Output the records exactly. Include every line.
########
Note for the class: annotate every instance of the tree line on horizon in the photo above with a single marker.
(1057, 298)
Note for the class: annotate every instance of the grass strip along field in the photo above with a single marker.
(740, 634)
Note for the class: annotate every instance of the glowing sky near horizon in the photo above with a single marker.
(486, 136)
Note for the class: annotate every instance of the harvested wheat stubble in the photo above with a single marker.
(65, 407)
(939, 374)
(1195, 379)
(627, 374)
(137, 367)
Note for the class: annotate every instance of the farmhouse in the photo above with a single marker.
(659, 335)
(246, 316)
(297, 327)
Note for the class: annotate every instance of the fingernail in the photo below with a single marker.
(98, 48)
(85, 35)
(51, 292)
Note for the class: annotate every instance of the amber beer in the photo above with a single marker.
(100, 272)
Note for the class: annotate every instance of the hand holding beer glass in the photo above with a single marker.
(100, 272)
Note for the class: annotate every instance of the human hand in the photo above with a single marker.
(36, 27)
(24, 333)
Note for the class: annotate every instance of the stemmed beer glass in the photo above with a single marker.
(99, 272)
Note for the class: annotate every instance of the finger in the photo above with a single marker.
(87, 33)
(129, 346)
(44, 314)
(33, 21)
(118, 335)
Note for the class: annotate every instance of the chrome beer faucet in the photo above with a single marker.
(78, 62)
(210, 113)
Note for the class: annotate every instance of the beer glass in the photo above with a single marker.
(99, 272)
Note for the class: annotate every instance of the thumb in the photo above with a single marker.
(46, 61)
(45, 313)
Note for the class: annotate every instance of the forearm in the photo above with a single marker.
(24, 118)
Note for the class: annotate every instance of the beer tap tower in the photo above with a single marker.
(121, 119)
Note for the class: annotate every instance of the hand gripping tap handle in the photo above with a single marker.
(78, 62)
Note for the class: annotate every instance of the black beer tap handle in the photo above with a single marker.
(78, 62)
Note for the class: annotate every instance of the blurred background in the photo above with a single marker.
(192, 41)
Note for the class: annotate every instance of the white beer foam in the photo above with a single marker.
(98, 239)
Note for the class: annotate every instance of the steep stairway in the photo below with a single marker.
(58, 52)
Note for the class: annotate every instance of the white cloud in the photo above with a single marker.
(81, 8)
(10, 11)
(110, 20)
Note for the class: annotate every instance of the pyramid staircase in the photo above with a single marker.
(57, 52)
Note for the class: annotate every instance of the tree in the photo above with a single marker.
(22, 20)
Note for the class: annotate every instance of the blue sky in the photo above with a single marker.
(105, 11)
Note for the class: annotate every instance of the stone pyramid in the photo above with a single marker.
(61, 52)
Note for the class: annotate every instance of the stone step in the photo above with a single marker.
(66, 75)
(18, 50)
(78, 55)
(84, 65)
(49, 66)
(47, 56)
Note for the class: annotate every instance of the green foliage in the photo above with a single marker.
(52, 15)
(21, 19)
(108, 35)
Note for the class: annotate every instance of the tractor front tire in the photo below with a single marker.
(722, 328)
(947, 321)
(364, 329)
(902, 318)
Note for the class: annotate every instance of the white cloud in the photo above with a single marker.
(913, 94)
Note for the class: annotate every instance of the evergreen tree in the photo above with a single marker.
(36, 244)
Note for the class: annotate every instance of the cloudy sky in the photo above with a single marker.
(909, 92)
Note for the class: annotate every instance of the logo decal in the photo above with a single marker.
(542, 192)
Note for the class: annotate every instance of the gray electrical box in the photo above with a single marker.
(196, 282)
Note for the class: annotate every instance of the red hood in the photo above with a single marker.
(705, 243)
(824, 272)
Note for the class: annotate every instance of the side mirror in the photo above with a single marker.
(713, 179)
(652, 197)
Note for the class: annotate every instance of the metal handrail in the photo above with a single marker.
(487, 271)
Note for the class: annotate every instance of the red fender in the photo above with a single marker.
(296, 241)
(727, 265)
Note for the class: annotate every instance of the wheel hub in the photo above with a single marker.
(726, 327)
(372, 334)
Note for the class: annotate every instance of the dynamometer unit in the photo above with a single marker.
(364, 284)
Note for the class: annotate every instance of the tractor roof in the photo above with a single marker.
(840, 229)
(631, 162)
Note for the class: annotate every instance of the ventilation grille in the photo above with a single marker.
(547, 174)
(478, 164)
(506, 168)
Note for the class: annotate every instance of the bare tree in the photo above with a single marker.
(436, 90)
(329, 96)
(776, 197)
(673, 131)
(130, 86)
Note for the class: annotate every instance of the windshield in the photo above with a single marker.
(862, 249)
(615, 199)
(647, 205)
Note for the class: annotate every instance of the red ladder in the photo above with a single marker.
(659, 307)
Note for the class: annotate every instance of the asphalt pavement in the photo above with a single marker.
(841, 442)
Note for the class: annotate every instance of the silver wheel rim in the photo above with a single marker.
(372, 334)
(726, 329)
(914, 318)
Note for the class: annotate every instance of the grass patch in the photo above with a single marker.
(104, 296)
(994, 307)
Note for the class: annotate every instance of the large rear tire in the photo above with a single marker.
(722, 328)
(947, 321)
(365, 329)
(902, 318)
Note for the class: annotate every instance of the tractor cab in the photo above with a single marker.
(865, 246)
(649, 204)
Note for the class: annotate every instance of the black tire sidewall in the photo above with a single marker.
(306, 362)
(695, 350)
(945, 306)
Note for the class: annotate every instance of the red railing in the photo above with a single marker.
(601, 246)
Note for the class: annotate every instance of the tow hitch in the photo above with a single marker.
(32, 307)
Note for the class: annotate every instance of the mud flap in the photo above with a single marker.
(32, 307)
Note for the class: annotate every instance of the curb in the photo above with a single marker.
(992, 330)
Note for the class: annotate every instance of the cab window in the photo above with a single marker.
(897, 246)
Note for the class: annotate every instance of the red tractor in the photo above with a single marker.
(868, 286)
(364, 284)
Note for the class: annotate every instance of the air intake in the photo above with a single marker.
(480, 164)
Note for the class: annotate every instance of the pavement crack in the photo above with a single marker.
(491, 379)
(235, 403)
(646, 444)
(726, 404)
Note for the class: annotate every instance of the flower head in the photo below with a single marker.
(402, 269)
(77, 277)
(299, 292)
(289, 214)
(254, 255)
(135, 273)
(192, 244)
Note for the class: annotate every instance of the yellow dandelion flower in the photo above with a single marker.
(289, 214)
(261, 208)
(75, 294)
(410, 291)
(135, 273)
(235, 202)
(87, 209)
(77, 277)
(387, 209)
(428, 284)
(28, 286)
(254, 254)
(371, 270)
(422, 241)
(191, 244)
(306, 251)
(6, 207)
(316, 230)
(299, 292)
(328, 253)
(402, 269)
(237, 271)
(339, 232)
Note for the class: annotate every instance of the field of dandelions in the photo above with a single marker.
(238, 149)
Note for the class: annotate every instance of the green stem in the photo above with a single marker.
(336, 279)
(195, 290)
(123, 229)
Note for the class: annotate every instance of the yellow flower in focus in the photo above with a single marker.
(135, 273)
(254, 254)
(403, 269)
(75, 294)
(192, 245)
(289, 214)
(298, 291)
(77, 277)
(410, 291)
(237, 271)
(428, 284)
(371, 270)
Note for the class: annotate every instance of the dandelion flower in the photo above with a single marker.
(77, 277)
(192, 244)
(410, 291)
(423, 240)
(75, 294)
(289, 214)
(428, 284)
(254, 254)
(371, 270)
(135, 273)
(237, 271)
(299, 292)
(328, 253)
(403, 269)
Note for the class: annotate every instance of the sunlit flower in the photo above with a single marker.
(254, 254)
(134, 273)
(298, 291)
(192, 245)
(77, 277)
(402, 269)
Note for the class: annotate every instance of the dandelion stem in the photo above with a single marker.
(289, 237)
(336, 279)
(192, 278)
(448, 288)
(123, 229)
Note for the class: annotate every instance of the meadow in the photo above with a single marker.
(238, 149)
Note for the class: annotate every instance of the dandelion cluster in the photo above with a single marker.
########
_Output for this task_:
Note for the class: annotate every instance of the tree line on horizon in the photo above with a single marker.
(1057, 298)
Note for the class: annotate every instance of the grass strip along field in the photo above with a single marker.
(740, 634)
Note for the class: annotate every instance of the glowing sky near horizon in the photo above with a single marker.
(486, 136)
Note for the class: annotate every instance of the harvested wheat stubble in the photo above with a single marker.
(65, 407)
(939, 374)
(1195, 379)
(627, 374)
(137, 367)
Note for the class: annotate every instance of the farmhouse in the photo above with a single marker.
(659, 335)
(246, 316)
(297, 327)
Note for the class: annotate every instance of the fingernail in the photo below with a single marker.
(98, 48)
(85, 35)
(51, 292)
Note for the class: annotate every instance of the amber beer in the photo above with a single marker.
(100, 272)
Note for the class: annotate every instance of the hand holding beer glass in the photo above with a single marker.
(100, 272)
Note for the class: annotate every instance of the human hand in the photo above with a single marker.
(36, 27)
(24, 333)
Note for the class: annotate every instance of the stemmed beer glass in the photo above with a single marker.
(99, 272)
Note for the class: annotate every instance of the finger in the photo above with a single marker.
(87, 33)
(129, 346)
(44, 314)
(33, 21)
(118, 335)
Note for the class: annotate every instance of the chrome beer faucet in the photo above with a single marker.
(78, 62)
(210, 113)
Note for the class: annotate every instance of the beer glass in the photo above with a single marker.
(99, 272)
Note for the class: annotate every instance of the thumb in the photo above with a single marker.
(46, 61)
(45, 313)
Note for the class: annotate every instance of the forearm in the photo above with a single marker.
(24, 118)
Note for the class: annotate every instance of the beer tap tower in the photo above with a single marker.
(121, 119)
Note for the class: annotate every instance of the hand gripping tap handle in the photo above with a single marker.
(78, 62)
Note for the class: annotate every instance of the black beer tap handle in the photo above with a single marker.
(78, 62)
Note for the class: annotate every instance of the blurred background in the photo above with a single marker.
(192, 41)
Note for the class: annotate every instance of the white beer foam in the photo above with a single marker.
(98, 239)
Note for the class: annotate every instance of the steep stairway in the photo below with a single marker.
(58, 52)
Note for the class: annotate every instance of the white cloud in the photo above with a single marker.
(81, 8)
(10, 11)
(110, 20)
Note for the class: annotate every instance of the pyramid staircase in the photo above with a single marker.
(57, 52)
Note for the class: annotate every instance of the tree in the photo above with a single marker.
(22, 20)
Note for the class: annotate every instance of the blue sky in the photo above with a single marker.
(105, 11)
Note for the class: annotate every instance of the stone pyramid in the photo above with a single marker.
(61, 52)
Note for the class: annotate every instance of the stone step in the photo above with a single marker.
(66, 75)
(18, 50)
(78, 55)
(84, 65)
(49, 66)
(47, 56)
Note for the class: annotate every instance of the green foliage in the photo above with a single marker.
(52, 15)
(21, 19)
(108, 35)
Note for the class: annotate every instance of the tractor front tire in the photo below with a single marker.
(722, 328)
(947, 321)
(364, 329)
(902, 318)
Note for the class: annotate every instance of the white cloud in the photo above with a single marker.
(913, 94)
Note for the class: annotate every instance of the evergreen tree in the photo above with a single marker.
(36, 244)
Note for the class: annotate every instance of the cloudy sky in the photo above with a single marker.
(909, 92)
Note for the class: annotate every instance of the logo decal in the photo above with a single marker.
(542, 192)
Note for the class: annotate every instance of the gray electrical box in the photo above with a single marker.
(196, 282)
Note for the class: annotate every instance of the red hood in the photo above with a single marker.
(705, 243)
(824, 272)
Note for the class: annotate every instance of the side mirror in the photo above with a single marker.
(713, 179)
(652, 197)
Note for the class: annotate every instance of the metal handrail in the photo above with a single marker.
(487, 271)
Note for the class: annotate every instance of the red fender in the photo above with a single marker.
(296, 241)
(727, 265)
Note for the class: annotate every instance of the wheel hub in the photo above with a single marker.
(726, 327)
(372, 334)
Note for the class: annotate every instance of the dynamometer unit in the photo above with a single marker.
(364, 284)
Note for the class: annotate every instance of the tractor roof in the photo above with a single marker.
(840, 229)
(631, 162)
Note for the class: annotate every instance of the ventilation grille in the photo above with a single marker.
(547, 174)
(478, 164)
(506, 168)
Note for the class: annotate every instance of the bare tree in the photo above with a single marker.
(436, 90)
(329, 96)
(776, 197)
(673, 131)
(130, 86)
Note for the class: annotate every instance of the windshield in the photo above with a single marker.
(862, 249)
(615, 199)
(647, 205)
Note for the class: annotate every instance of the red ladder in the photo above with a single marker.
(659, 307)
Note for the class: annotate every instance of the asphalt pavement in the photo above with a single marker.
(841, 442)
Note for the class: annotate every instance of the silver wheel rim in the photo above with a single marker.
(372, 334)
(726, 329)
(914, 318)
Note for the class: annotate every instance of the grass patch in the photo above with a single marker.
(104, 296)
(994, 307)
Note for the class: annotate every instance of the large rear tire in the photo above with a single marker.
(722, 328)
(947, 321)
(365, 329)
(902, 318)
Note for the class: annotate every instance of the tractor cab in the photo above with a single marker.
(865, 246)
(649, 204)
Note for the class: annotate every instance of the black tire sidewall in the photo above with a single marker.
(306, 362)
(695, 350)
(945, 306)
Note for the class: annotate every instance of the red railing in the photo above with a single marker.
(601, 246)
Note for the class: annotate every instance of the tow hitch in the photo above with a single marker.
(32, 307)
Note for the class: annotate every instance of the mud flap in the photo above with a single marker.
(32, 307)
Note for the class: annotate every instance of the curb in the photo above with a single marker.
(992, 330)
Note for the class: annotate every instance of the cab window in the photo above with a single marker.
(897, 246)
Note for the class: annotate every instance of the red tractor in the photo above with a single marker.
(868, 286)
(364, 284)
Note for the class: annotate every instance of the air intake in the photo above with a single marker.
(480, 164)
Note for the class: annotate every instance of the pavement crack in the photo above with a single marker.
(491, 379)
(235, 403)
(646, 444)
(726, 404)
Note for the class: annotate every instance of the flower head in the photo below with a single marker.
(402, 269)
(77, 277)
(299, 292)
(289, 214)
(254, 255)
(135, 273)
(192, 244)
Note for the class: annotate every instance of the yellow dandelion flower in the photo above with a single marker.
(289, 214)
(261, 208)
(75, 294)
(410, 291)
(135, 273)
(235, 202)
(87, 209)
(77, 277)
(387, 209)
(428, 284)
(28, 286)
(254, 254)
(371, 270)
(422, 241)
(191, 244)
(306, 251)
(6, 207)
(316, 230)
(299, 292)
(328, 253)
(402, 269)
(237, 271)
(339, 232)
Note for the class: annotate every instance of the field of dandelions in the photo above with a single marker.
(238, 149)
Note for the class: annotate every instance of the green stem in the photo above with a single marker.
(336, 279)
(195, 290)
(123, 229)
Note for the class: annotate every instance of the yellow flower in focus in the photo above with a single marker.
(135, 273)
(254, 254)
(403, 269)
(75, 294)
(192, 245)
(289, 214)
(298, 291)
(77, 277)
(410, 291)
(237, 271)
(428, 284)
(371, 270)
Note for the class: annotate every instance of the dandelion flower in the photo above with a single marker.
(77, 277)
(192, 244)
(410, 291)
(423, 240)
(75, 294)
(289, 214)
(428, 284)
(254, 254)
(371, 270)
(135, 273)
(237, 271)
(299, 292)
(328, 253)
(403, 269)
Note for the class: annotate every instance of the sunlit flower in the photo above with a single marker.
(254, 254)
(134, 273)
(298, 291)
(192, 245)
(77, 277)
(402, 269)
Note for the class: annotate every instance of the dandelion stem in the photo above with a single marker.
(289, 237)
(336, 279)
(192, 278)
(448, 288)
(123, 229)
Note for the class: annotate every instance of the meadow in the photo above with a single marker.
(238, 149)
Note for the class: annotate every instance of the dandelion cluster in the photo above with a single marker.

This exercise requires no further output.